[Extracted records]

━━━

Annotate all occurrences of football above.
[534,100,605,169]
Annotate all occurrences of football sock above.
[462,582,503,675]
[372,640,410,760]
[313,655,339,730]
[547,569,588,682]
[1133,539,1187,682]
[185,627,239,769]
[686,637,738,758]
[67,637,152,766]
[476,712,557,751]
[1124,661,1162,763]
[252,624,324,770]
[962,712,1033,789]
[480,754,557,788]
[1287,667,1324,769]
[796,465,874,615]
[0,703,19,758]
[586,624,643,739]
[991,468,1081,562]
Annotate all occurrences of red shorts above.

━━━

* [Written task] Copy every line of the data above, requests included, and increase each bounding box coordinate in the answers by 118.

* [Response below]
Annotate all occurrences of football above.
[652,218,723,287]
Annotate all occurrences of football sock above.
[580,700,621,793]
[490,758,528,878]
[431,773,457,848]
[665,687,706,800]
[1251,657,1305,800]
[303,745,357,887]
[804,755,856,876]
[185,755,270,884]
[594,830,675,869]
[1242,779,1280,881]
[370,742,442,888]
[1080,830,1151,907]
[598,872,675,906]
[1405,785,1442,887]
[914,583,992,733]
[118,821,137,876]
[704,742,761,857]
[1109,586,1199,680]
Annotate all occurrences of red shorts above.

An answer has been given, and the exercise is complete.